══ Page excerpt ══
September 11th is all grown up, old enough to buy a stiff shot of whiskey.

Pearl Harbor (1941), another day of infamy, turned 21 in 1962; the world was dominated by the Cold War, the price of gasoline was 31 cents a gallon and we were tip-toeing our way into Vietnam.

We were all but at war with the Russians, exactly where we find ourselves today.

The genesis of the Pearl Harbor attack was the decision by the United States to stop Japan’s oil supply, the lifeblood of the world since its 19th-century discovery.

Oil dominates America with devastating (and now predictable) results.

9/11 creator and al Qaeda leader Osama Bin Laden was born in Saudi Arabia, ground zero of our oil obsession.

If al-Qaeda was the point of the 9/11 spear, Saudi Arabia was the shaft, home to 15 of the 19 hijackers. The FBI found the Saudi’s provided aid to them as they trained in the U.S.

Bin Laden’s rationale for the 9/11 attacks was his fury at the presence of the American military on the Arabian Peninsula.

Would the U.S. be there but for oil?

5,452 people died on September, 11, 2001 and in the war that followed. Thousands more bear life-changing scars from brutal physical and psychological wounds.
═══
▸ **What to do**:
**1)** From the passage on 9/11 and oil, copy the text starting with "The genesis of" and going on through "and psychological wounds.".
**2)** Answer these from the passage on 9/11 and oil:
(a) What was the price of a gallon of gasoline in 1962?
(b) What U.S. decision is given as the genesis of the Pearl Harbor attack?
(c) How many of the 19 hijackers came from Saudi Arabia?
══ Record extracts ══
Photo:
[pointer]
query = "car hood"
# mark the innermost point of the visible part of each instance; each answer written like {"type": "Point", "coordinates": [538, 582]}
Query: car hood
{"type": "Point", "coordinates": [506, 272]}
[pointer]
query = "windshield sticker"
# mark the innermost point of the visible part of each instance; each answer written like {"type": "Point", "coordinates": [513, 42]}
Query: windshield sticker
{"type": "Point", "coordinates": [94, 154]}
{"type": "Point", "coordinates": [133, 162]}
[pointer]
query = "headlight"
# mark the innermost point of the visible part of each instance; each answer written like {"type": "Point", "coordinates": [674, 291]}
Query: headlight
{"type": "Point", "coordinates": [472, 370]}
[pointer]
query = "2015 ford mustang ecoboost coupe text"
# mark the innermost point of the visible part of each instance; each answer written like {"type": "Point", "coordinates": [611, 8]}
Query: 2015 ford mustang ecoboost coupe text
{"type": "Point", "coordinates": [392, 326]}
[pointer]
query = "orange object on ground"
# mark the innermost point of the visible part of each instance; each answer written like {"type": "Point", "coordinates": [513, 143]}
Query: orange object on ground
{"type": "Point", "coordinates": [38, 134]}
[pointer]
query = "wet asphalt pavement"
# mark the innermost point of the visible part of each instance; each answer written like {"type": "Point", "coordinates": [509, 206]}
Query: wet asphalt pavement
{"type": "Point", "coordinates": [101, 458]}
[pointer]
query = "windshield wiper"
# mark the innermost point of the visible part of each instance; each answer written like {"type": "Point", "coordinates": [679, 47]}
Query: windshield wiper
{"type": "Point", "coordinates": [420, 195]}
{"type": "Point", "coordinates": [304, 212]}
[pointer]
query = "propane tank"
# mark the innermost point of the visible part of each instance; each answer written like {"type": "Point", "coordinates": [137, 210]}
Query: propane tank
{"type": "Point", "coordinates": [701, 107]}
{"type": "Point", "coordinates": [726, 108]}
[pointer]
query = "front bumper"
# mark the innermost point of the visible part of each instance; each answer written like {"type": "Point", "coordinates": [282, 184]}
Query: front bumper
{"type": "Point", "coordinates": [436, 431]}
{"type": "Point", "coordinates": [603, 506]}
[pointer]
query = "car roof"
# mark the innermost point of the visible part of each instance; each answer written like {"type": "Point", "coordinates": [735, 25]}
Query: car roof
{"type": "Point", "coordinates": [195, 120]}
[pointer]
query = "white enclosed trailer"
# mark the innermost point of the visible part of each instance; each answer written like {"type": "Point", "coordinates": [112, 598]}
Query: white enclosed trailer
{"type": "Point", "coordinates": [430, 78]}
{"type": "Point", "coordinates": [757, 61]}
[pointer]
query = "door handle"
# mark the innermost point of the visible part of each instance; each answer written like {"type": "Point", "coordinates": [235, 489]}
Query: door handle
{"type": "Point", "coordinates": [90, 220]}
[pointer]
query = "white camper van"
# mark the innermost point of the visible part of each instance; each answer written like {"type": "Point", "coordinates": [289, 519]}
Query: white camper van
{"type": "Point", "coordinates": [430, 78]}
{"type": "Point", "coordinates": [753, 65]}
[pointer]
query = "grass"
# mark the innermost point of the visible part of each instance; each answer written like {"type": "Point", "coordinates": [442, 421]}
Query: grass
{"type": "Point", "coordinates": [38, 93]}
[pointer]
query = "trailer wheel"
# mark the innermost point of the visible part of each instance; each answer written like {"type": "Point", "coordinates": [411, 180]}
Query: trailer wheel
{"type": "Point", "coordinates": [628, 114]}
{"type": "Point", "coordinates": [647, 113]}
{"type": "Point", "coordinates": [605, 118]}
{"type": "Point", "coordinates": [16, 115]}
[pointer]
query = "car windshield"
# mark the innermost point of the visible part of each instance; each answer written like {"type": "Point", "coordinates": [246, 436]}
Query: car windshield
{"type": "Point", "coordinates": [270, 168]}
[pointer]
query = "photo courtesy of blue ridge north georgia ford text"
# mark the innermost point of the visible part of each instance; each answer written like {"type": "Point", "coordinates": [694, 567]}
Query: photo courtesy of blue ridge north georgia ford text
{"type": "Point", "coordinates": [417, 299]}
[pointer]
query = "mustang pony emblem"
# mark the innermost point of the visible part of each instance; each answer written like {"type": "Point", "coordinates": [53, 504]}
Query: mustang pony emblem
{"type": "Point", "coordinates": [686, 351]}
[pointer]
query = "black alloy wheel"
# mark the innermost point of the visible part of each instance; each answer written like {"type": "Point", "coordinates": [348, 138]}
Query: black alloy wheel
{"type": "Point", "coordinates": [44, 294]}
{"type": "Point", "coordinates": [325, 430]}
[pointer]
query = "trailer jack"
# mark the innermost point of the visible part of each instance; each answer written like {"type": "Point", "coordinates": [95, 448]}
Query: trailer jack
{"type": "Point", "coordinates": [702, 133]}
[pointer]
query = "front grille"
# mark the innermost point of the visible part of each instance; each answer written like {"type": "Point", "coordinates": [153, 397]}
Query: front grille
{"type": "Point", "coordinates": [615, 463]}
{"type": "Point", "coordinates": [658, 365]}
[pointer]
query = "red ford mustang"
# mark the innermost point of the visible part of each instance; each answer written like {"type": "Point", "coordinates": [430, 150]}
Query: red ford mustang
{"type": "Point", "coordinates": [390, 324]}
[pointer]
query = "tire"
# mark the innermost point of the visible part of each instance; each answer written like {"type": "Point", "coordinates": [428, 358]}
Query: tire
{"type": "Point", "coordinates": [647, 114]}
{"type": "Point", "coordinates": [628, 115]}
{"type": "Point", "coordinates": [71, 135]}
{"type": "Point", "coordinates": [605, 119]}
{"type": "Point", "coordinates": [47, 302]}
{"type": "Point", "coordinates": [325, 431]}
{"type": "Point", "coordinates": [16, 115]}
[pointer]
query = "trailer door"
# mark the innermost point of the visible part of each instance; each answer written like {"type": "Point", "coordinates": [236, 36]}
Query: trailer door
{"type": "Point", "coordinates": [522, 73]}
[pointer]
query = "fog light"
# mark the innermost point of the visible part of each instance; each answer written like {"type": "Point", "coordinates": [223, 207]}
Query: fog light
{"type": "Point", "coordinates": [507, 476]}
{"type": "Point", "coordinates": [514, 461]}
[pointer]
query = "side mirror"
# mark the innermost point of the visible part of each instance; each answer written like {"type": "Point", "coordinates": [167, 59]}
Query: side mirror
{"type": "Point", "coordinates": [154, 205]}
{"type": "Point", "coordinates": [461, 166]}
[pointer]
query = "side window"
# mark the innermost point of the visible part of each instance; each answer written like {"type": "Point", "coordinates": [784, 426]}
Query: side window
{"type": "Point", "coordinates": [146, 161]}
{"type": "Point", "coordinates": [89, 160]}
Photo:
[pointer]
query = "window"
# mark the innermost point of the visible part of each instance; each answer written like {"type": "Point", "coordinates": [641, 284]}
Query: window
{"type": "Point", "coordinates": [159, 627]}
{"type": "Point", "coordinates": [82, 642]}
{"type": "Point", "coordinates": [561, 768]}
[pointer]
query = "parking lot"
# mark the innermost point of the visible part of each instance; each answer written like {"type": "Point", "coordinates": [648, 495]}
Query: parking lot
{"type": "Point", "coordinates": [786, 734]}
═══
▸ **Solutions to the tasks**:
**1)**
The genesis of the Pearl Harbor attack was the decision by the United States to stop Japan’s oil supply, the lifeblood of the world since its 19th-century discovery.

Oil dominates America with devastating (and now predictable) results.

9/11 creator and al Qaeda leader Osama Bin Laden was born in Saudi Arabia, ground zero of our oil obsession.

If al-Qaeda was the point of the 9/11 spear, Saudi Arabia was the shaft, home to 15 of the 19 hijackers. The FBI found the Saudi’s provided aid to them as they trained in the U.S.

Bin Laden’s rationale for the 9/11 attacks was his fury at the presence of the American military on the Arabian Peninsula.

Would the U.S. be there but for oil?

5,452 people died on September, 11, 2001 and in the war that followed. Thousands more bear life-changing scars from brutal physical and psychological wounds.

**2)**
(a) 31 cents.
(b) The decision to stop Japan's oil supply.
(c) 15.